Qu’est-ce que l’économie ? - Jacques Fradin (Intégral)

« Que pourrait-être une alternative à l’économie ? » C’est la question clef qui verrouille ou déverrouille l’époque. Nombreux journalistes, éditorialistes et commentateurs de toutes sortes, ont insisté ces dernières semaines sur l’incapacité de Nuit Debout à se constituer en force « politique »...

Jacques Fradin - paru dans lundimatin#59, le 3 mai 2016

« Que pourrait-être une alternative à l’économie ? » C’est la question clef qui verrouille ou déverrouille l’époque. Nombreux journalistes, éditorialistes et commentateurs de toutes sortes, ont insisté ces dernières semaines sur l’incapacité de Nuit Debout à se constituer en force « politique ». La critique est aussi entendue que le problème est mal posé, cela jusqu’au coeur même, peut-être, de Nuit Debout. Nous héritons d’une idée de la politique qui voudrait que le pouvoir réside dans le discours publique et consiste à remporter le débat. Il suffirait de discuter librement, de s’accorder, pour que la physionomie du monde change et que le pouvoir aux mains de certains se retrouve au bout des doigts s’agitant dans les assemblées de tous.
C’était en tous cas l’utopie charriée par le mouvement des indignés, avant qu’il ne se résigne à rejoindre la sphère de la politique représentative.
S’il y a bien un pouvoir qui réside dans la parole, dans la parole collective, force est de constater que ce qui nous attache et nous tient à l’ordre très particulier sous lequel nous vivons, c’est l’économie et ses infrastructures. C’est le refus de constat qui bien souvent accule nos discussions au bavardage.

Pour contester l’économie et son hégémonie, encore faut-il élucider la manière dont elle apparaît historiquement et se maintient jusqu’à nos jours en recouvrant et colonisant toujours plus largement et profondément chacun des aspects de l’existence.

★ ★ ★ ★ ★ ★ ★

Votre travail:
(1) D'après l'article sur l'économie, qu'est-ce qui nous attache à l'ordre sous lequel nous vivons ?
(2) Dites si chacune de ces phrases s'accorde avec l'article sur l'économie, en répondant par oui ou non et en citant les mots qui tranchent. (a) L'article a paru dans lundimatin#59. (b) Le mouvement des indignés a toujours refusé la politique représentative. (c) Des journalistes ont souligné l'incapacité de Nuit Debout à devenir une force politique.
(3) Poursuivez l'article sur l'économie à la suite de sa dernière phrase.

Données de départ:
★ ★ ★ ★ ★ ★ ★

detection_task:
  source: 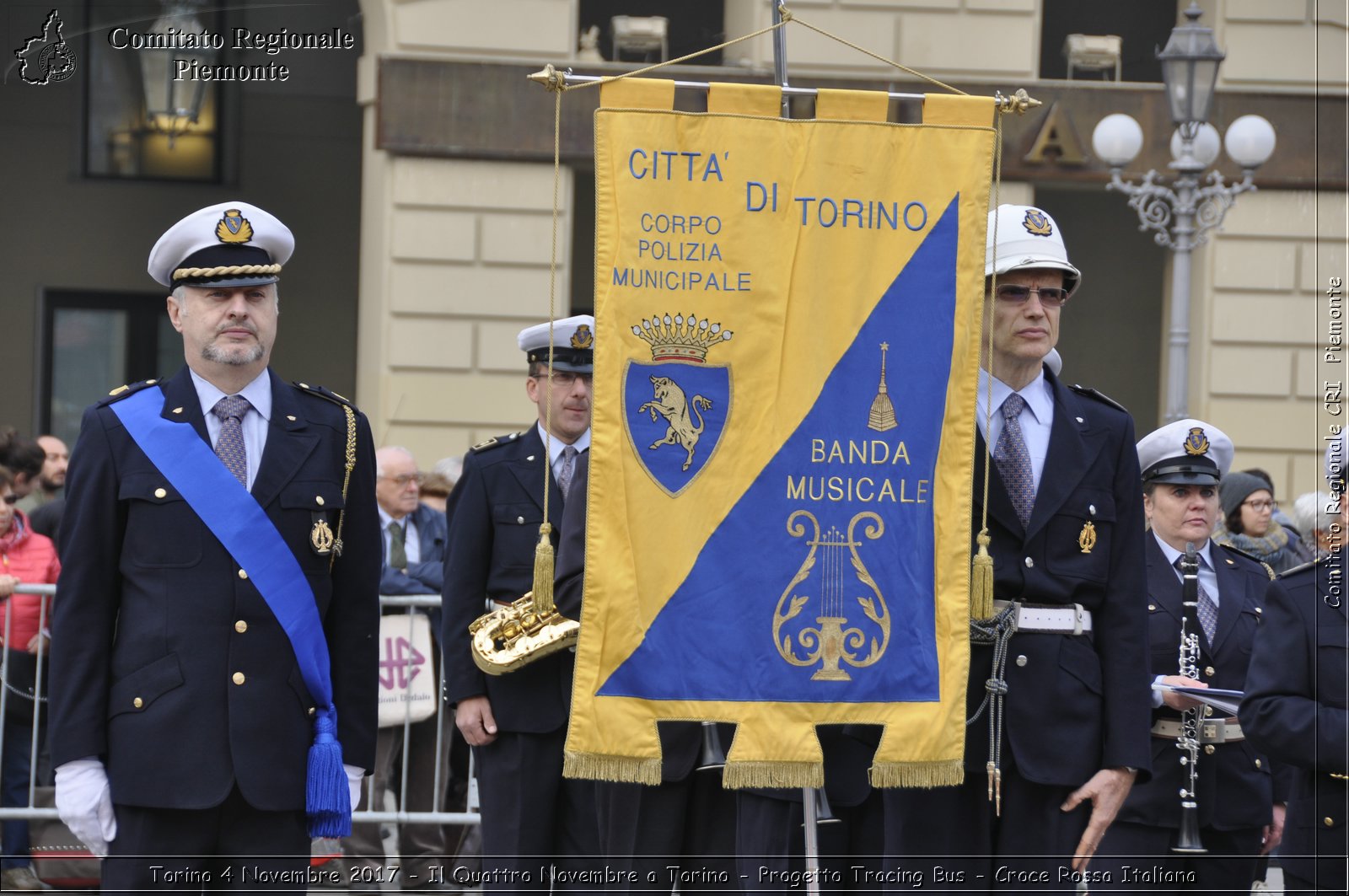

★ ★ ★ ★ ★ ★ ★

Réponses attendues:
(1) L'économie et ses infrastructures.

(2)
(a) Oui : « paru dans lundimatin#59, le 3 mai 2016 ».
(b) Non : « avant qu’il ne se résigne à rejoindre la sphère de la politique représentative ».
(c) Oui : « ont insisté ces dernières semaines sur l’incapacité de Nuit Debout à se constituer en force « politique » ».

(3)
Jacques Fradin est économiste, mathématicien et philosophe. Il a notamment travaillé à produire une archéologie et une généalogie de la science économique. Cela afin d’en saisir les fondements, les évolutions et le présent. La rédaction de lundimatin le considère unanimement comme le plus brillant économiste du moment. Il y a plus d’un an, nous avions réalisé avec lui cette série de dix vidéos intitulées « Qu’est-ce que l’économie ? », le but était de rendre accessible au plus grand nombre une oeuvre complexe et dense mais surtout, d’en partager les conclusions et interrogations. Contrairement à ce qui circule le plus souvent sur internet, ces interventions nécessitent une attention certaine. Depuis le premier jour, Lundimatin préfère parier sur la qualité que sur la facilité ou la quantité.

Qu’est-ce que l’économie ?

Faire de l’économie, conformer, commander, mettre au travail, organiser, discipliner, mécaniser, rendre utile et prévisible ;
Faire des économies, faire du profit, respecter les contraintes, populariser l’austérité puritaine, enfermer dans une cage d’acier ;
Voilà le centre du despotisme libéral, du gouvernement moderne à l’économie.
Car l’économie est désormais la constitution secrète de toute politique.
Changer de politique, de constitution ou de régime, exige d’abord de changer d’économie.
Mais que peut-être une économie alternative ?
Qui ne serait plus faire de l’économie, conformer, commander, organiser, discipliner ?
Qui ne serait plus faire des économies puritaines ?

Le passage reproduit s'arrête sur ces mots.